[Dataset records]
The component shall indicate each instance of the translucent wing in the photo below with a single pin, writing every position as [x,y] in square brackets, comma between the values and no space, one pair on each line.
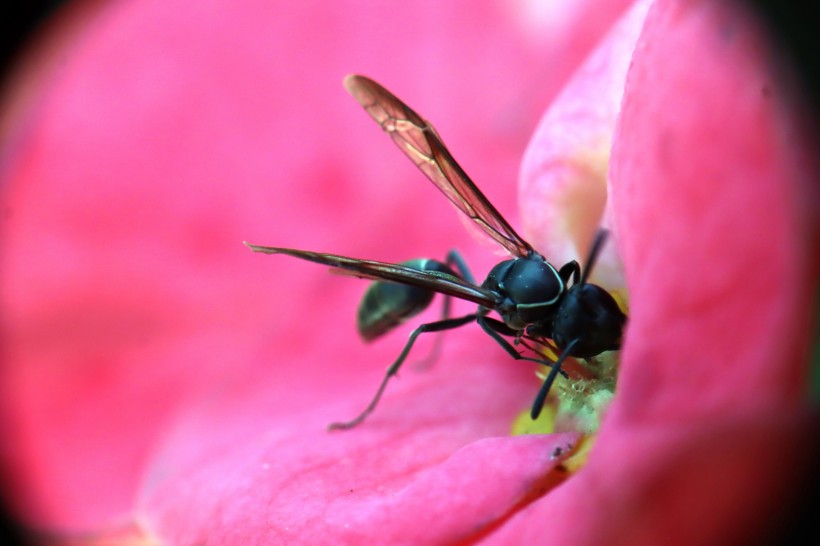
[420,142]
[368,269]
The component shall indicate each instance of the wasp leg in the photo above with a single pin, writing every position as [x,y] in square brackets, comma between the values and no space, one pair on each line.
[495,329]
[538,404]
[438,326]
[455,260]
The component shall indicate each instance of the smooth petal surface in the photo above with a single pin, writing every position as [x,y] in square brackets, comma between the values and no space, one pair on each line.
[150,355]
[710,171]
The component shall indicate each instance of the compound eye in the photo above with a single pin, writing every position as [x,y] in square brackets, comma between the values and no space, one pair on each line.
[534,282]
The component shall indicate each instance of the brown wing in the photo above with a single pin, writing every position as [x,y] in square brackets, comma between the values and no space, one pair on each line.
[419,141]
[368,269]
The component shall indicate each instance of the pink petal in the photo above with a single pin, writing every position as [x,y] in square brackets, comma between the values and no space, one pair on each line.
[165,135]
[709,179]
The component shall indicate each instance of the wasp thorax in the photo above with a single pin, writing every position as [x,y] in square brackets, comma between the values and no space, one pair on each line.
[530,285]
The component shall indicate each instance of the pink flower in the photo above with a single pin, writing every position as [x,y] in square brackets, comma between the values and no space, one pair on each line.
[163,383]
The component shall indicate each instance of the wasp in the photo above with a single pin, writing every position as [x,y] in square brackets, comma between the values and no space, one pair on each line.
[536,303]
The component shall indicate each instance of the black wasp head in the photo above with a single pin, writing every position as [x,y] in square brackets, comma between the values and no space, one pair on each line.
[529,290]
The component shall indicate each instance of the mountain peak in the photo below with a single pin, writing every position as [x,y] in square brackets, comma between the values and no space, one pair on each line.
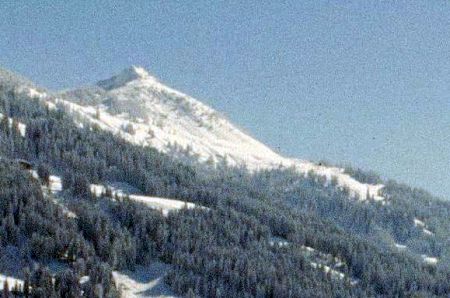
[127,75]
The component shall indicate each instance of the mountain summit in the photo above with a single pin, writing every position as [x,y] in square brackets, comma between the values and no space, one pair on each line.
[127,75]
[144,111]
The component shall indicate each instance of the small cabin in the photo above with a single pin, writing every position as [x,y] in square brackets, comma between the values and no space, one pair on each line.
[24,164]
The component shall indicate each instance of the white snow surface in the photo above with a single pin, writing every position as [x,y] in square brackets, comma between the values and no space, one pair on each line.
[174,119]
[144,281]
[430,260]
[11,281]
[165,205]
[420,224]
[22,127]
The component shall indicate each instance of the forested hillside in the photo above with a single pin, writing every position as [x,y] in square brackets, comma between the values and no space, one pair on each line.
[271,233]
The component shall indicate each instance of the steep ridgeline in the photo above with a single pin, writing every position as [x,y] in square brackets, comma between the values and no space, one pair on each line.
[144,111]
[271,233]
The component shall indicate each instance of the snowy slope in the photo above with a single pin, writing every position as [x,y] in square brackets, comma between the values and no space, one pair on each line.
[146,112]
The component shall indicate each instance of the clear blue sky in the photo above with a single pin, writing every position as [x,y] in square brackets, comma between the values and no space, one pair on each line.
[366,82]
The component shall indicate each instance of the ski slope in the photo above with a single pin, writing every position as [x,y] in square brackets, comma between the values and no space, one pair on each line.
[165,205]
[142,110]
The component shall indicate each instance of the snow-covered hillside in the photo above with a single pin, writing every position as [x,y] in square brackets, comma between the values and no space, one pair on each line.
[146,112]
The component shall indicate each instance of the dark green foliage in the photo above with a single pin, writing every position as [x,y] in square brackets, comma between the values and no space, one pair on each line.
[224,251]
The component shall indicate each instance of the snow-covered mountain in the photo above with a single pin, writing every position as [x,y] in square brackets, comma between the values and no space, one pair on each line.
[144,111]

* **TASK REQUIREMENTS**: From the line that contains "The component shall indicate each instance of the dark" through the last line of the records above, copy every line exactly and leave out the rest.

* **TASK RESULT**:
The component shall indicate each instance of the dark green foliage in the photo above with a single pin, writing every position as [x,y] in square brackets, comma between the values and no space, one pair on each line.
[224,251]
The component shall indicate each instance of the snow-covered mountain in the photo above with a single pin, writing every position as [x,y] in square brackets, comma between the values and no space, one pair on each line.
[144,111]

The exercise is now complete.